● **Saved data entries**
════════════════════
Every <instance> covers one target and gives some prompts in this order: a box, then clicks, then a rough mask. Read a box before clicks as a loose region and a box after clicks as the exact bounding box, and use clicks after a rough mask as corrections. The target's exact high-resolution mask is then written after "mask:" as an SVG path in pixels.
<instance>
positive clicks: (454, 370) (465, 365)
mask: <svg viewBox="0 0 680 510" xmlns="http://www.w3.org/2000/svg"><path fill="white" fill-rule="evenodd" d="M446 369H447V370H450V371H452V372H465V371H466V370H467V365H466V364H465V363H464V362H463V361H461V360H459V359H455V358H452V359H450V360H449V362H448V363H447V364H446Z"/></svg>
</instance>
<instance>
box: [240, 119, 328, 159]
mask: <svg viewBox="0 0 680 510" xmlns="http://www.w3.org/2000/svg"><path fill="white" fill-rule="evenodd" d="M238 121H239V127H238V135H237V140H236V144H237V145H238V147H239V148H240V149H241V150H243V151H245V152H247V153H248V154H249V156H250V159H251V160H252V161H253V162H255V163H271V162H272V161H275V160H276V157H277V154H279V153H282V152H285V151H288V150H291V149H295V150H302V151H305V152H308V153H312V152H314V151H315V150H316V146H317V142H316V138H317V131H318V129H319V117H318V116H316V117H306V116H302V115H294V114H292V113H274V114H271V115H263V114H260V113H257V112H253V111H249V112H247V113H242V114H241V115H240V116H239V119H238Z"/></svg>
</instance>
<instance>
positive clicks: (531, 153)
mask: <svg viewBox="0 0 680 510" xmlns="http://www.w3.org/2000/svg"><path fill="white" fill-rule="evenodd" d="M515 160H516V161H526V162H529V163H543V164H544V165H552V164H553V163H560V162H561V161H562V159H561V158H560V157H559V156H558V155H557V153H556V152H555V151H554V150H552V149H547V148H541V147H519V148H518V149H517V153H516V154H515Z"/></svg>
════════════════════
● **Exercise**
Tally the lines of the records that contain the string "positive" and give only the count.

● **Solution**
2